===== SELECTED EXCERPT

OpenAI, the San Francisco-based research company behind the breakthrough AI language generator GPT-3, has developed a new system that can create images from short text captions.
In a blog post, OpenAI said that DALL-E, a portmanteau of artist Salvador Dalí and Pixar’s robot hero WALL-E, had demonstrated the ability to create images “for a wide range of concepts”. Among its illustrations is a picture of an armchair shaped like an avocado.
Images generated by neural networks, a type of machine learning that can spot patterns, are not new. Generative adversarial networks, which rely on a pair of neural networks — one creating content and the other assessing how close it is to a desired output — have been used to create images of realistic humans, cats, rental properties and snacks.
But DALL-E is notable for being able to produce images based on text inputs. The system is based on a version of GPT-3, the text-generation system that has been used to write poetry, news articles and text adventures.
Drawing on a training data set of paired text and images, the DALL-E system can produce new images based on prompts. It has created images including a baby radish in a tutu walking a dog and a cube made of porcupine. It has also showed the ability to create images in a variety of artistic styles.
OpenAI also revealed Clip, an image recognition system, which is designed for more general use than current systems, which are largely specialised for a single task. It was trained on text-image pairs publicly available online.

==========
===== DATA SECTION

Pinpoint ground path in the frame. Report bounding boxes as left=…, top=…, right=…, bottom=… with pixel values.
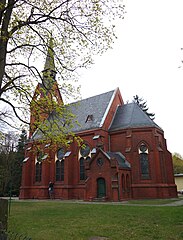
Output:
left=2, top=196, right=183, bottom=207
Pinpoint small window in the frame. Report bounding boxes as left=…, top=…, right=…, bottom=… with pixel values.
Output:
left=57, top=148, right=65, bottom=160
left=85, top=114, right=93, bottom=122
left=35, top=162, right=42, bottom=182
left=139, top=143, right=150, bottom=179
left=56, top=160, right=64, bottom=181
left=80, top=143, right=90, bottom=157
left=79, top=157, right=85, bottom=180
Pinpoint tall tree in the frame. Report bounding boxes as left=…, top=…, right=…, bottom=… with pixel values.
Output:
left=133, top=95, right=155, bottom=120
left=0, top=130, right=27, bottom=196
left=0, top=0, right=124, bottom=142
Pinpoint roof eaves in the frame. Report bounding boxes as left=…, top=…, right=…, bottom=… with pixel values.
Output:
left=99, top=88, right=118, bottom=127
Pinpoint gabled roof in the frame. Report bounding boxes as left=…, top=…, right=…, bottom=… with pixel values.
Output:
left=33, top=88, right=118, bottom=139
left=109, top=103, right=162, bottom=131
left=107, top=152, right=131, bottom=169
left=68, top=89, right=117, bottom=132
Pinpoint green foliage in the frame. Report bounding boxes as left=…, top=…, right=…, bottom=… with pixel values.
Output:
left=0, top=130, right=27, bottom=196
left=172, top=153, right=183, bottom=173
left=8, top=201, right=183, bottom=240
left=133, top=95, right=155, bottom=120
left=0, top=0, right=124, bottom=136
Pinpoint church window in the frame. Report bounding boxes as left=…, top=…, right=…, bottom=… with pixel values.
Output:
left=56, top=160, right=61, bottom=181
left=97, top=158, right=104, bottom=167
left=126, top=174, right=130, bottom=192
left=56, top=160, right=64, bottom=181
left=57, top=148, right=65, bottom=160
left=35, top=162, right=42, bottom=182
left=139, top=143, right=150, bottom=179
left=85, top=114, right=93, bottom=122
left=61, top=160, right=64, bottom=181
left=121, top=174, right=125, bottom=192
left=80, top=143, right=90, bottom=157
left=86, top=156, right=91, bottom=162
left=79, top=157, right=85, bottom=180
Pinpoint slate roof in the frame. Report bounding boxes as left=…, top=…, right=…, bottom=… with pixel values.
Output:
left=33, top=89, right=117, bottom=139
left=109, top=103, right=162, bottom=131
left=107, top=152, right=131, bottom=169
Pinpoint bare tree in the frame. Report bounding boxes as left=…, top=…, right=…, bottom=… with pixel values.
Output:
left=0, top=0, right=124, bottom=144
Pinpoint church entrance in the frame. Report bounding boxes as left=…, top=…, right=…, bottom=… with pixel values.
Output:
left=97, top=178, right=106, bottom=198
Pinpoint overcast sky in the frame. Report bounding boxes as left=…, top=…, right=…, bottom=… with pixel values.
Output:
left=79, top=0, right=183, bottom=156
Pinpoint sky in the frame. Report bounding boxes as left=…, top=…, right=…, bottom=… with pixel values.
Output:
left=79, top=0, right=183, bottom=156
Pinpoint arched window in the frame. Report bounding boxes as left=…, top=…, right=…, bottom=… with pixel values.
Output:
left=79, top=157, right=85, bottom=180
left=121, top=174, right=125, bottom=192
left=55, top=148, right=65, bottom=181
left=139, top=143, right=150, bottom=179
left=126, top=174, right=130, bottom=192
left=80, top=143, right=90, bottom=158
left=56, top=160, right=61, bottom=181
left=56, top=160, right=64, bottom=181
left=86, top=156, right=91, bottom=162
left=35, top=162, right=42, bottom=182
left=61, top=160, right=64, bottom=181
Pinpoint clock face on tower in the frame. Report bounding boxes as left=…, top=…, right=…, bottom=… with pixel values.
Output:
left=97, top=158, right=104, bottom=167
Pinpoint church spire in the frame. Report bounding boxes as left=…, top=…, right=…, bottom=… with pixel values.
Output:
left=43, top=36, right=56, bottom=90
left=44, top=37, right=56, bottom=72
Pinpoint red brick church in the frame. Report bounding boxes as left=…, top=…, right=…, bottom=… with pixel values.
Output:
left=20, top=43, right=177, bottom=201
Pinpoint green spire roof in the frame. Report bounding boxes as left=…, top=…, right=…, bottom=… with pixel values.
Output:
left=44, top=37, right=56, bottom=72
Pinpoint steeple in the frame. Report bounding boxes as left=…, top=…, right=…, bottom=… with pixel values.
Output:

==========

YOUR TASKS —
(1) Set down the part of the DALL-E article that opens with the words containing "OpenAI, the San" and closes with "short text captions.".
(2) Answer these questions using the DALL-E article:
(a) Which Pixar character's name is part of the name DALL-E?
(b) What kind of system is Clip?
(c) What three kinds of writing has GPT-3 been used to produce?
(3) Continue the DALL-E article from its last sentence.

ANSWER SET —
(1)
OpenAI, the San Francisco-based research company behind the breakthrough AI language generator GPT-3, has developed a new system that can create images from short text captions.

(2)
(a) WALL-E, Pixar's robot hero.
(b) An image recognition system.
(c) Poetry, news articles and text adventures.

(3)
The work still needs some refining. OpenAI noted that DALL-E is currently unable reliably to count past three, and sometimes suffers confusion around nouns with multiple meanings such as glasses. The researchers also found that different phrasings in captions could yield different outcomes.
Deeper issues also remain to be resolved. “We recognise that work involving generative models has the potential for significant, broad societal impacts,” OpenAI said, adding that potential future steps include studying the economic impact on professions, bias in outputs and the longer-term ethical challenges of the technology.
There have long been concerns around the abuse of AI-generated media, with neural networks being used to create fake videos, audio and images for unethical purposes ranging from political disinformation to attempted fraud.